----- DOCUMENT SECTION -----
And so when you are choosing which tool you want to use and how you want to interact, how do a just end up on, okay, this is the absolute minimum that we should have. And these are the majority or these are the most important. Pieces that we should have, like these tools are going to get us 80% of the way there or 90% of the way there.

Y yeah. So, uh, I think we are coming back to this, uh, lops maturity assessment questions, right? So we have these questions and we want to go as high as possible in the percentage of the questions answered as yes. Yes. So we want to be as mature as possible, and then we need to define how do we do that with the tool that we already have need to understand in a corporate environment.

It's not easy to get yet another tool, even though that will cover a hundred percent for you. if that tool existed, I don't believe it does. Um, zero tools to all the magic for you that you need to need to do. Um, so getting any tool is, is a big struggle. So you have to do with whatever you have at the moment in a corporate environment.

And so we happen to have Databricks and actually, uh, Databricks helped us to cover quite a lot of the points. Of course, you need to you any tools you can use in the right way, and you can use it in the wrong way. Databricks makes it easy to use it wrong. Like you could create a notebook without any version control and you could schedule it, right?

You could, and you can claim, well, model is in production, but it's not really following any standards, right? So it's not about the tools, but it's also how you use the tools, I believe. One of the questions I had, Ruth, uh, there, you mentioned briefly about, uh, guard rails that you have in place. Can you go a little bit more and expand on that?

What are the kind of guard rails that you have while productionizing your models? Yeah, so I think I was mentioning the guard rails regarding the organizational secrets that we have in, uh, GitHub repositories. So, um, these secrets are being shared across multiple projects, but we need to make sure that, uh, those secrets cannot be just used by any repositories.

So, uh, we can only add a secret, uh, repository in the scope of organizational secret if it follows certain convention. So if it has a certain naming convention, and not everyone can just edit there, it can be only added by specific workflow and only certain people can trigger that workflow. So you are being checked whether you are part of certain team in, in GitHub, and if you are, then only you can trigger that workflow.

So in that sense, it's based on, uh, whether you are part of the right team to be able to. Add your repository to the scope of the secrets, and also if secrets are getting expired, uh, like all secrets, do we have a certain process in place that is run by our, platform team to renew the secrets? It's, it's really quite technical, I guess, and depending on different tools that he use, your guard, rest may be different, I believe.

But that's using the tools that we have, that's how it would look like. But that, that makes a lot of sense because again, this is one of the problems that I've seen, which is basically secret sharing, and the second is credential sharing, which has some sloppy processes that I've seen across organization where you have to have like, defined rules on who can exist, what.

And why it sounds prohibitive early on when you start implementing things, eventually the value delivery is really high. One of the things I wanted to know from you guys was what was the career for working before these envelopes processes were implemented? Yeah. You can sit like a nightmare. You want to know?

Yeah. Uh, that, that was really bad. Um, I think I'm coming, uh, from a comp. Bernie, where I was in quite luxury position in the sense that, well, telecom company I worked for, they were already using all the best practices. And what I have seen when I started working here, Uh, that there were some external companies, uh, building data science solutions, and then they would want to put that in production and they would literally zip the code and create the wheel files and send it over by email to a DevOps team to deployed.
-----
▶ _EXERCISE A_
In the conversation on putting models into production, how did external companies hand over their code to the DevOps team for deployment?
▶ _EXERCISE B_
Copy the part of the conversation on putting models into production between "So, uh, we can" and "different, I believe.", inclusive.
----- DATA EXTRACT -----
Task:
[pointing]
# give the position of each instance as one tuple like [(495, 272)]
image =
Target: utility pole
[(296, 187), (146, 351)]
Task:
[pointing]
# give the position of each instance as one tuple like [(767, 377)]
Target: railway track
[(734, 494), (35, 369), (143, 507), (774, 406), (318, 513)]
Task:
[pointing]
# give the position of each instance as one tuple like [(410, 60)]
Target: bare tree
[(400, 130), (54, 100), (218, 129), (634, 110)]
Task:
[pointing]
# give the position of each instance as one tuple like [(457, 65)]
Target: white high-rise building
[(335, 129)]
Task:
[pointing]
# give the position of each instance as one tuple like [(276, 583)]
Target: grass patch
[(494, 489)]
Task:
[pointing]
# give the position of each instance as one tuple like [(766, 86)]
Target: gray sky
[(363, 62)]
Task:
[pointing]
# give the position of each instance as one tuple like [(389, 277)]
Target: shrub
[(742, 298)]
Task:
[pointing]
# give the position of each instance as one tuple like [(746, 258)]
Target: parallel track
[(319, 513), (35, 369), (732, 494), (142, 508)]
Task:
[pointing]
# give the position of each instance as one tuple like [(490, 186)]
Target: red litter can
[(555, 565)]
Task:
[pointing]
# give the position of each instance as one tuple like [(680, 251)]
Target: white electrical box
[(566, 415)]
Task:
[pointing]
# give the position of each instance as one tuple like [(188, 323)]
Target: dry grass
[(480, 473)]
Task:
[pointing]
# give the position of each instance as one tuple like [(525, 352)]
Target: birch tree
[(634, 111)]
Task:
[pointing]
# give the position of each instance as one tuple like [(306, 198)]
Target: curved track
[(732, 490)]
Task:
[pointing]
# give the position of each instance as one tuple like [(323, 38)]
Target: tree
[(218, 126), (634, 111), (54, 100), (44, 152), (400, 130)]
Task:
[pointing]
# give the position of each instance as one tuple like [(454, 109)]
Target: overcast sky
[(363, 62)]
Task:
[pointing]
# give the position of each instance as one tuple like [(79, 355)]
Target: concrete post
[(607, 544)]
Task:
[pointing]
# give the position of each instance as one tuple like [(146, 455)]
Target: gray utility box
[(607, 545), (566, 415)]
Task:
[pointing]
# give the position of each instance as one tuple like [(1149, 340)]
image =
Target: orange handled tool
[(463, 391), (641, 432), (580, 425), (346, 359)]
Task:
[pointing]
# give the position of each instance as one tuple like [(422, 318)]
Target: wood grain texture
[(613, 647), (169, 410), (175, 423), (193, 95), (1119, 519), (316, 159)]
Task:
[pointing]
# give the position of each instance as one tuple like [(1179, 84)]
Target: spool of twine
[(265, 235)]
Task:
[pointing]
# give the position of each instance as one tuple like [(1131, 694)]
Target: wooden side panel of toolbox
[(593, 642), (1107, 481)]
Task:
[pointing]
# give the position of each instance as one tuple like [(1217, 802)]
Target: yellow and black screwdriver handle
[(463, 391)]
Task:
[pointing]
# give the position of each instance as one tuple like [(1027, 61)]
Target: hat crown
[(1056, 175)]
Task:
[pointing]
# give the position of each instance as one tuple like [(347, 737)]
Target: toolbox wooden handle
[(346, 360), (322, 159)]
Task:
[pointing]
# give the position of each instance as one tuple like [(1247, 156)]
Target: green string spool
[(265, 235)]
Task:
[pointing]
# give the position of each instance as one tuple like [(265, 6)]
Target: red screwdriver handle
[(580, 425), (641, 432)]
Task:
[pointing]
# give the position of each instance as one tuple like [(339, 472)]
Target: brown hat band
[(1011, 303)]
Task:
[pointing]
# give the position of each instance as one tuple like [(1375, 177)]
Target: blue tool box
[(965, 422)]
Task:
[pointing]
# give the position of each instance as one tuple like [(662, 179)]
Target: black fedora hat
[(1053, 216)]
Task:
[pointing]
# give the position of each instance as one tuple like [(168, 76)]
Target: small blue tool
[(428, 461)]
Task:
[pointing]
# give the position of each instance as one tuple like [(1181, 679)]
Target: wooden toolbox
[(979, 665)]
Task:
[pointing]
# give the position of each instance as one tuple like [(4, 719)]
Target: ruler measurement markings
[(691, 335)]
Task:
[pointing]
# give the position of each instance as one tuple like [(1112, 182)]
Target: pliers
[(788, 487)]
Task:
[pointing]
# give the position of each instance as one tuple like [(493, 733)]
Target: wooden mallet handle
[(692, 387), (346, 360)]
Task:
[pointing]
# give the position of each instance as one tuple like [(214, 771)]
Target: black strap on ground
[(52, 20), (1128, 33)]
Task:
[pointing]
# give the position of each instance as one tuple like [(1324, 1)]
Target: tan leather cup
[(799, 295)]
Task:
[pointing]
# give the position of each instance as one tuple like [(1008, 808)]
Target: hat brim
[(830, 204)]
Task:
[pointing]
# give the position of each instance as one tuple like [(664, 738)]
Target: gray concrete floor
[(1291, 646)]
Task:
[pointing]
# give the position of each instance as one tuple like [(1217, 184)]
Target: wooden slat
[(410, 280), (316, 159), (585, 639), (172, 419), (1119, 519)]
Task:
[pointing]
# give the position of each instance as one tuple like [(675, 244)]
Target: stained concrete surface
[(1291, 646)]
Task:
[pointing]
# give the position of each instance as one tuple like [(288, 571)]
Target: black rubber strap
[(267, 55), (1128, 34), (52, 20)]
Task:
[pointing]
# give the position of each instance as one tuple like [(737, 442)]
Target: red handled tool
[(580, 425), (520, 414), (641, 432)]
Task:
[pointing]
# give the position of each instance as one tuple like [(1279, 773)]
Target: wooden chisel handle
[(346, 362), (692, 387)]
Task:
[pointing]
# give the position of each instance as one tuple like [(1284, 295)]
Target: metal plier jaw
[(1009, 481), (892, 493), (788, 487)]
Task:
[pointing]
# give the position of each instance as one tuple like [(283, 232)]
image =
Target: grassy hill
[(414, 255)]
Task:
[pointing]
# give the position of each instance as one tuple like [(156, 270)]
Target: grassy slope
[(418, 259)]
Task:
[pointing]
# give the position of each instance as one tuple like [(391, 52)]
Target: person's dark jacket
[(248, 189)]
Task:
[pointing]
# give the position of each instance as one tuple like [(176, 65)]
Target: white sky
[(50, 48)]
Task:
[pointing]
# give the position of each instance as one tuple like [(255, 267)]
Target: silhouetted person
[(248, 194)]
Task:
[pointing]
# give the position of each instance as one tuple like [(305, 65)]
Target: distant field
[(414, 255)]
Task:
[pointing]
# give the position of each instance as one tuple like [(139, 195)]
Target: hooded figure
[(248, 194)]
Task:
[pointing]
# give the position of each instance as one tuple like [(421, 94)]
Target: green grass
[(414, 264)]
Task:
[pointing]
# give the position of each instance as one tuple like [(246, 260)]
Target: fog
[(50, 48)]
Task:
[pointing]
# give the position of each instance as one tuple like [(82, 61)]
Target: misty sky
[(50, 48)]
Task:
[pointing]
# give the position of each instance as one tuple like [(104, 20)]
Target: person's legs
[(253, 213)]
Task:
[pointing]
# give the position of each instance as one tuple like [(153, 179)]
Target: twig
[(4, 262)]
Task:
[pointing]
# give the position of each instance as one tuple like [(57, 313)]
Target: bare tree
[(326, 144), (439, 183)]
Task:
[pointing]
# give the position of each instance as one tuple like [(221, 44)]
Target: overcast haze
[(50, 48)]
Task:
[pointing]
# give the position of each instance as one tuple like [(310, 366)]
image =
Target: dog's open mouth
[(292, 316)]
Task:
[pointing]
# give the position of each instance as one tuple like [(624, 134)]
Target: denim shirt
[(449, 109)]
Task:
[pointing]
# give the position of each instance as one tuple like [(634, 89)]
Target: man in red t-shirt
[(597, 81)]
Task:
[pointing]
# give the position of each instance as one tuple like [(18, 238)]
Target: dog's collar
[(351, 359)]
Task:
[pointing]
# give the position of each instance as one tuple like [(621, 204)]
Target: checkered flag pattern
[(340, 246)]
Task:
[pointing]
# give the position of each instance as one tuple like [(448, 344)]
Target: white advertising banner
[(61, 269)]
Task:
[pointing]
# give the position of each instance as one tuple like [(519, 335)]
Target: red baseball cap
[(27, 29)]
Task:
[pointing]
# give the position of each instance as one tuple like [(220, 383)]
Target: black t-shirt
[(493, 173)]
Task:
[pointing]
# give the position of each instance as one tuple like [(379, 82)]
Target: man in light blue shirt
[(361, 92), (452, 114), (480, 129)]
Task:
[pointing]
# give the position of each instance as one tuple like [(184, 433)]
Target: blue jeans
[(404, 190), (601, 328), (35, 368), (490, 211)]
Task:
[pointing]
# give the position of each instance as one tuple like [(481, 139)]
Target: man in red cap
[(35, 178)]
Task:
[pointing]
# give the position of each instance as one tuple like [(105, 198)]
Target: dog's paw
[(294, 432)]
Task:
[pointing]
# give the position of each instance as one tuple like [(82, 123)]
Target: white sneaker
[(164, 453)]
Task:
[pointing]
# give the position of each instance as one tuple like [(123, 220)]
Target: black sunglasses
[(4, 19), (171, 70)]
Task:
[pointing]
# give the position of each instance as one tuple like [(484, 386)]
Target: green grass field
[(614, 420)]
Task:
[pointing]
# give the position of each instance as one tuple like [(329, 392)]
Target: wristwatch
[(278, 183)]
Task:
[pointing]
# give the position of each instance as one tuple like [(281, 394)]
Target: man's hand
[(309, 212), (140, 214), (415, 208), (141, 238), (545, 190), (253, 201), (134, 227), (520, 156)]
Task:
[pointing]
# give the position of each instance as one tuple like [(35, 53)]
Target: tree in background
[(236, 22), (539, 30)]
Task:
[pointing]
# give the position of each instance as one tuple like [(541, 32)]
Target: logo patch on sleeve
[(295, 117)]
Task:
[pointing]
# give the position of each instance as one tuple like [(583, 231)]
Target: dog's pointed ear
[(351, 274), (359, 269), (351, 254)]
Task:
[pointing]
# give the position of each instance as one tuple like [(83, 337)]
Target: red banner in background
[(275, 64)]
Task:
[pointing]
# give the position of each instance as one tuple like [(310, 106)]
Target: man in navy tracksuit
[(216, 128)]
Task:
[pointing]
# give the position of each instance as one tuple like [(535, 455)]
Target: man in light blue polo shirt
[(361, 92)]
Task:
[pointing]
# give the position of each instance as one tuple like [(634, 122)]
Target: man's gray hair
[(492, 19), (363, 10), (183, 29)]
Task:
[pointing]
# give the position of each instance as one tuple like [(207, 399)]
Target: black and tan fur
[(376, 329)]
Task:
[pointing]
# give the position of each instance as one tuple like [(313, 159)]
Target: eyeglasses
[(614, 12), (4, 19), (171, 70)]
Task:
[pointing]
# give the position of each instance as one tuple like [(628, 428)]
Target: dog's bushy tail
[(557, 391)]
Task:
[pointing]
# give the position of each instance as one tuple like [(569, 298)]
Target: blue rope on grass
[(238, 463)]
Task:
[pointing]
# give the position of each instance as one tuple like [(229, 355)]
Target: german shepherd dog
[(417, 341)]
-----
▶ _TASK RESPONSE A_
They zipped the code, created wheel files, and sent them by email to the DevOps team.

▶ _TASK RESPONSE B_
So, uh, we can only add a secret, uh, repository in the scope of organizational secret if it follows certain convention. So if it has a certain naming convention, and not everyone can just edit there, it can be only added by specific workflow and only certain people can trigger that workflow. So you are being checked whether you are part of certain team in, in GitHub, and if you are, then only you can trigger that workflow.

So in that sense, it's based on, uh, whether you are part of the right team to be able to. Add your repository to the scope of the secrets, and also if secrets are getting expired, uh, like all secrets, do we have a certain process in place that is run by our, platform team to renew the secrets? It's, it's really quite technical, I guess, and depending on different tools that he use, your guard, rest may be different, I believe.